**Excerpt to read**
###

Proof: At X, you have probability r of continuing, then at Y you have a probability r of exiting and (1-r) of continuing.

Thus, EU(r) = r(4r + (1-r) ) = r(3r+1).

Then solve for when EU(r)=4/3, the optimum in the fully ignorant case, which is at r = 0.5205.

Comment author: Wei_Dai 17 September 2009 10:30:06PM *  11 points [-]

You made a mistake here, which is assuming that when you guess you are at X, you should choose CONTINUE with probability 1, and when you guess you are at Y, you should choose EXIT with probability 1. In fact you can improve your expected payoff using a mixed strategy, in which case you can always do better when you have more information.

Here's the math. Suppose when you are at an intersection, you get a clue that reads either 'X' or 'Y'. This clue is determined by a dice roll at START. With probability .49, you get 'X' at both intersections. With probability .49, you get 'Y' at both intersections. With probability .02, you get 'X' at the X intersection, and 'Y' at the Y intersection.

Now, at START, your decision consists of a pair <p,q> of probabilities, where p is your probability to CONTINUE after seeing 'X', and q is your probability to CONTINUE after seeing 'Y'. Your expected payoff is:

.02 * (p*q + 4*(p*(1-q))) + .49 * (p*p + 4*(p*(1-p))) + .49 * (q*q + 4*(q*(1-q)))

which is maximized at p=0.680556, q=0.652778. And your expected payoff is 1.33389 which is > 4/3.

###

**Raw records**
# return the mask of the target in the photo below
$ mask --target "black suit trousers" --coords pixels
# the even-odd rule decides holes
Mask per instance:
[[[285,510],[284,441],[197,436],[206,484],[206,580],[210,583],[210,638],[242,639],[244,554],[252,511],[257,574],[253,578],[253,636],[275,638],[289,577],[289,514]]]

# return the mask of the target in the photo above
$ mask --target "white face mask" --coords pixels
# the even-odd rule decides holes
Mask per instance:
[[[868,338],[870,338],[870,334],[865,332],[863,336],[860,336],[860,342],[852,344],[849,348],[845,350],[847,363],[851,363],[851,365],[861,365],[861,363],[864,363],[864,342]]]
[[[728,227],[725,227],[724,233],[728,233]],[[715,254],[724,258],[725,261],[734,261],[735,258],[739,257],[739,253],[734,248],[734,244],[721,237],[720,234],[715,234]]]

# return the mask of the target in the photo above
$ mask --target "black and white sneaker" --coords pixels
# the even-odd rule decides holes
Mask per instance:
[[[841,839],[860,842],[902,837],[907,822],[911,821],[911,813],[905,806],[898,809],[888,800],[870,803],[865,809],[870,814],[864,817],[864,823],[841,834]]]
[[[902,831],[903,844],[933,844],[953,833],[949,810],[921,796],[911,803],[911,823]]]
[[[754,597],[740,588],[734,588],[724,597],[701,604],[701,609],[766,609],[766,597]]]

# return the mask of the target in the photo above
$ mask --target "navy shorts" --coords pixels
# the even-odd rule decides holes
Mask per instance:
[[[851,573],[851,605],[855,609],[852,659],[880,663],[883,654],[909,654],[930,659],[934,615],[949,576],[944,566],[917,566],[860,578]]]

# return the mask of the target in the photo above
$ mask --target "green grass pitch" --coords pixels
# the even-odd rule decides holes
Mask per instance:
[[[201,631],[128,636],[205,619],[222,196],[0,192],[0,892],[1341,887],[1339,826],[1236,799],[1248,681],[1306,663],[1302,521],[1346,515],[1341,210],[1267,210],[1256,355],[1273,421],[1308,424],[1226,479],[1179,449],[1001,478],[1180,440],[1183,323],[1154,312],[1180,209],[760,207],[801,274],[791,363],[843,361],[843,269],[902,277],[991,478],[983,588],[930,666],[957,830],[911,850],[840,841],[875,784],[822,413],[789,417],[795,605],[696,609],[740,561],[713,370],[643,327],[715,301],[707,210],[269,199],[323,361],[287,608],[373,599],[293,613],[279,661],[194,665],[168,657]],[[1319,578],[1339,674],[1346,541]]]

###

**What you are asked to do**
Reproduce word for word the passage from the expected-payoff discussion above, starting at "Here's the math." and ending at "the Y intersection.".

**Written solution**
Here's the math. Suppose when you are at an intersection, you get a clue that reads either 'X' or 'Y'. This clue is determined by a dice roll at START. With probability .49, you get 'X' at both intersections. With probability .49, you get 'Y' at both intersections. With probability .02, you get 'X' at the X intersection, and 'Y' at the Y intersection.